• EXERCISE AIM
In the material below, which lines hold the word "narrow"? Pick each one out.
-----
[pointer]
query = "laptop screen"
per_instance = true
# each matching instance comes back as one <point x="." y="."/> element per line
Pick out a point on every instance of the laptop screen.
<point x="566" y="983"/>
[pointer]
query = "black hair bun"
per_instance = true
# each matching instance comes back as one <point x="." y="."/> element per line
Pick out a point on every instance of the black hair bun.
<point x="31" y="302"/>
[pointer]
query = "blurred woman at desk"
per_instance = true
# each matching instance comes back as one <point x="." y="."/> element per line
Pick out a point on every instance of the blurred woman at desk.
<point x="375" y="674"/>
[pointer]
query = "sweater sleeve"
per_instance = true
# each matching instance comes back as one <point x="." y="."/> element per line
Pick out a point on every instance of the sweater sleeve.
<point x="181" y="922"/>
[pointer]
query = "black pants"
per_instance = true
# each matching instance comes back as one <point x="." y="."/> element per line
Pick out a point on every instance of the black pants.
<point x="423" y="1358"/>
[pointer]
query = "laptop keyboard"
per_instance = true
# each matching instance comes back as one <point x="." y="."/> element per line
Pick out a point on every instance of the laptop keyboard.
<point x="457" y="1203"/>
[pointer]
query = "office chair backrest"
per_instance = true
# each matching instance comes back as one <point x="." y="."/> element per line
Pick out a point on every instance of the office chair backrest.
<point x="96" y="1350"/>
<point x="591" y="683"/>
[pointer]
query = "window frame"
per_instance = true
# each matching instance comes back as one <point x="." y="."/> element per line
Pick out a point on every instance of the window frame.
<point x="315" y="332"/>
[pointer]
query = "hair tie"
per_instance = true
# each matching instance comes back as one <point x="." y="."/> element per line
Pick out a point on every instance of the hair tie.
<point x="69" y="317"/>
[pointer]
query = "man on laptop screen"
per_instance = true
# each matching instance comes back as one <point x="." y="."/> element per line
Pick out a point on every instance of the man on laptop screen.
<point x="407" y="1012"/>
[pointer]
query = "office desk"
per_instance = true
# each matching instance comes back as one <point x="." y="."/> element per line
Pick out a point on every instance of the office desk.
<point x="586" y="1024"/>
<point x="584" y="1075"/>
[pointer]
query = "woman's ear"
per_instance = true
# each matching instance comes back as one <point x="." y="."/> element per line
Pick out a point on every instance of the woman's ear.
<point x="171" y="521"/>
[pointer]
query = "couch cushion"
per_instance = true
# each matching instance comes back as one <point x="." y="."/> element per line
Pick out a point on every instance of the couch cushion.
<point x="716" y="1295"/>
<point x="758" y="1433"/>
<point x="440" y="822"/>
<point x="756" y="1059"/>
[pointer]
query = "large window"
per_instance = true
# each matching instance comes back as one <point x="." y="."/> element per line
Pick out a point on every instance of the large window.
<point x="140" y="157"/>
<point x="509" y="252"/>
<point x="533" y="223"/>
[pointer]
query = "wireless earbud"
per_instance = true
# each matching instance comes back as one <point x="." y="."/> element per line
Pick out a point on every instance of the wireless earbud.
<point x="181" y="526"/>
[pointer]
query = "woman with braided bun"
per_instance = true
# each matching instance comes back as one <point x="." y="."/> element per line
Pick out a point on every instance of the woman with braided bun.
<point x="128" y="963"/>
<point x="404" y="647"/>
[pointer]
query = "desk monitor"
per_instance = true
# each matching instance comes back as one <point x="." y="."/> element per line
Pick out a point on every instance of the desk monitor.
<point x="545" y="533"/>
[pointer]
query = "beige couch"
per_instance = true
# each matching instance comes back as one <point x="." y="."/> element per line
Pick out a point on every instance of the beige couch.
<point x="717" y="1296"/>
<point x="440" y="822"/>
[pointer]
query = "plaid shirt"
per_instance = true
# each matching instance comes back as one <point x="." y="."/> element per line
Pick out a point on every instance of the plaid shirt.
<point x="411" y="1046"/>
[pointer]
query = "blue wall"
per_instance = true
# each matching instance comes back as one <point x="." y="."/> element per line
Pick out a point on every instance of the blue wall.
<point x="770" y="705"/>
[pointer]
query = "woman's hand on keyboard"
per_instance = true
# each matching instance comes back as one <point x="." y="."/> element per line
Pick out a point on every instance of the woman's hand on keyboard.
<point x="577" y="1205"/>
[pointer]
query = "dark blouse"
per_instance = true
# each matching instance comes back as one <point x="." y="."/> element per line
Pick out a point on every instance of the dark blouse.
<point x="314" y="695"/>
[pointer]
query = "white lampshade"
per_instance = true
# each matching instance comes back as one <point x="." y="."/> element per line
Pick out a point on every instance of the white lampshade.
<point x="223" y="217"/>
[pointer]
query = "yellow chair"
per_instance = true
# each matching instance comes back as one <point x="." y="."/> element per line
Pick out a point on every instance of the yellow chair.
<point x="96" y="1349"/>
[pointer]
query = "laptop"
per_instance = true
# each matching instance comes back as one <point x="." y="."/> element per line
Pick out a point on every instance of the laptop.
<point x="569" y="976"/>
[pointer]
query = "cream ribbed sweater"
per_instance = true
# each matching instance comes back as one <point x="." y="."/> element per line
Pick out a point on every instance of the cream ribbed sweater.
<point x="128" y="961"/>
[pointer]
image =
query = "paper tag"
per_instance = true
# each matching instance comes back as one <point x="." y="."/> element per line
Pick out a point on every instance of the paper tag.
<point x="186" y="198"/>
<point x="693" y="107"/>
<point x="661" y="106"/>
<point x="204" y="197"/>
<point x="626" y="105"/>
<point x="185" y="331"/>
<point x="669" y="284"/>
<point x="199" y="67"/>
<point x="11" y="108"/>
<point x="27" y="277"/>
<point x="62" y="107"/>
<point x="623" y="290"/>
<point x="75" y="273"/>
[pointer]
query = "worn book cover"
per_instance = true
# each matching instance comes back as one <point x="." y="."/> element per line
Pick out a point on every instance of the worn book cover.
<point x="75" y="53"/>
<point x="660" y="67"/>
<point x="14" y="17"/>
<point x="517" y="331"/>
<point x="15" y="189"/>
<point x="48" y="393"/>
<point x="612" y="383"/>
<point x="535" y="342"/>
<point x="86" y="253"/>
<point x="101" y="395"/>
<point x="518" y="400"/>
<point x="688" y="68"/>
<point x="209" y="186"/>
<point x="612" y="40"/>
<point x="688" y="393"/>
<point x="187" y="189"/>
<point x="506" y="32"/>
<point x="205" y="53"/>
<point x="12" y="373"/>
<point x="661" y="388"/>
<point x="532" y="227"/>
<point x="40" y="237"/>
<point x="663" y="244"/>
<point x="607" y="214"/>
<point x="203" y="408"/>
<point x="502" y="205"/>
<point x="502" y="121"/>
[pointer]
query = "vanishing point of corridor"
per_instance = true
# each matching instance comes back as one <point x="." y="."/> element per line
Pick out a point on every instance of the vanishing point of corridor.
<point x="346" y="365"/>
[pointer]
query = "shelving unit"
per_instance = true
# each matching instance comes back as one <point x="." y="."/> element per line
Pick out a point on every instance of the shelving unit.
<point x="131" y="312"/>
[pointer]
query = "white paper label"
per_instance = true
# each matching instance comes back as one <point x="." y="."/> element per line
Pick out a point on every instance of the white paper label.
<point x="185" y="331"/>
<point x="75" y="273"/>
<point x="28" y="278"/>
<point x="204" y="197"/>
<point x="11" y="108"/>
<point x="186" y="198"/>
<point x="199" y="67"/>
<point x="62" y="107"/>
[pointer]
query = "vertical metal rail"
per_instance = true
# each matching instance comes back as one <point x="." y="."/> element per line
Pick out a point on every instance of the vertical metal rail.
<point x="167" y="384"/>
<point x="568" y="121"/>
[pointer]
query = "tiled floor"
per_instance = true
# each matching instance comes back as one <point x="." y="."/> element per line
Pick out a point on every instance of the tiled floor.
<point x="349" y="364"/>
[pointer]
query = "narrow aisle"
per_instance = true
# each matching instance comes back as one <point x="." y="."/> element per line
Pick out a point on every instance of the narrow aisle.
-----
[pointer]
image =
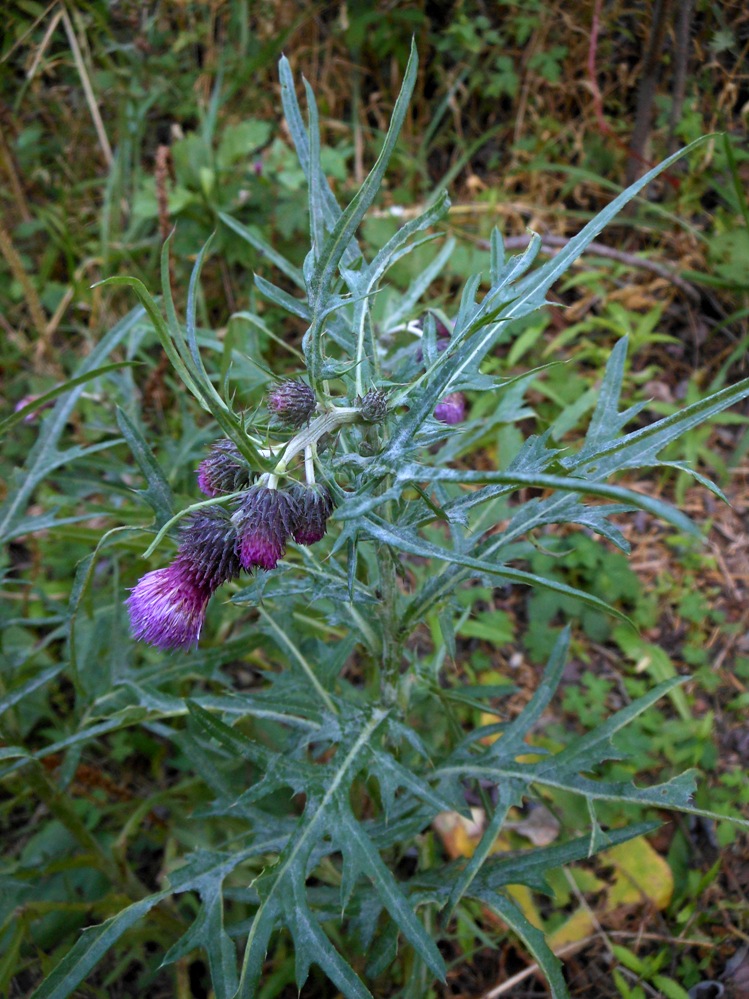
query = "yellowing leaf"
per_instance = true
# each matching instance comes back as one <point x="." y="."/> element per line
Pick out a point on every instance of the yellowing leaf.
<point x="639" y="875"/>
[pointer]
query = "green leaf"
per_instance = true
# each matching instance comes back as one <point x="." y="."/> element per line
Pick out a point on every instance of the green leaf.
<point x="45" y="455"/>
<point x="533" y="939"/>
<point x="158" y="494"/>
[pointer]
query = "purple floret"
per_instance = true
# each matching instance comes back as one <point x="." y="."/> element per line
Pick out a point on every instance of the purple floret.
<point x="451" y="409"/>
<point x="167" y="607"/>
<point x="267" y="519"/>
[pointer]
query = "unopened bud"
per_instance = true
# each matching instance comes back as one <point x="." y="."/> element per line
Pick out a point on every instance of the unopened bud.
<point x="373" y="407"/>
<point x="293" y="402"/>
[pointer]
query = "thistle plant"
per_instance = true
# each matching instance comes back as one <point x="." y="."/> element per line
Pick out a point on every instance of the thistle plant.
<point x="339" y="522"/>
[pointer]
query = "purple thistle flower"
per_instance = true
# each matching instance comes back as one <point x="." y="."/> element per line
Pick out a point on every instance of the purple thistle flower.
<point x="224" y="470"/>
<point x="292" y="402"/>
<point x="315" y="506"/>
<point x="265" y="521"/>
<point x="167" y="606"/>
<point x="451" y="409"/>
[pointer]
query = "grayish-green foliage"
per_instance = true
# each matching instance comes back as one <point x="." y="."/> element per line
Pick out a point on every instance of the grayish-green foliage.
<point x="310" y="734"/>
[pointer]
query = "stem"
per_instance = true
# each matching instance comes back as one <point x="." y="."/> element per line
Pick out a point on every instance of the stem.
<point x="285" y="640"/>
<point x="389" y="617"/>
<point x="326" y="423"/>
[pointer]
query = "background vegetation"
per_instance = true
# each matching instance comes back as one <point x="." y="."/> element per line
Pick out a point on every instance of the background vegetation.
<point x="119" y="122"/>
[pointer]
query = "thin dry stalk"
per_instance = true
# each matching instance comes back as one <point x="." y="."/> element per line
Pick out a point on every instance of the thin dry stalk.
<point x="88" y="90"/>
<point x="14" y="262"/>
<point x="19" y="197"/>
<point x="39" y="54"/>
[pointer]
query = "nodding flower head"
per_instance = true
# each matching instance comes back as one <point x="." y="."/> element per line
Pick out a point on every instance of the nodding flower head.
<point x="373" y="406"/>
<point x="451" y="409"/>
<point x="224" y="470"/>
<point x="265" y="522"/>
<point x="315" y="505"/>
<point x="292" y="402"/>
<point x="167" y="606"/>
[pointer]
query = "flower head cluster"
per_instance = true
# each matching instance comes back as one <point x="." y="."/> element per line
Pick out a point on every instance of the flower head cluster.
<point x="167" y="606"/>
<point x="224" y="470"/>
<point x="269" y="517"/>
-----
• RESPONSE BELOW
query = "narrow aisle"
Pick out a point on every instance of the narrow aisle.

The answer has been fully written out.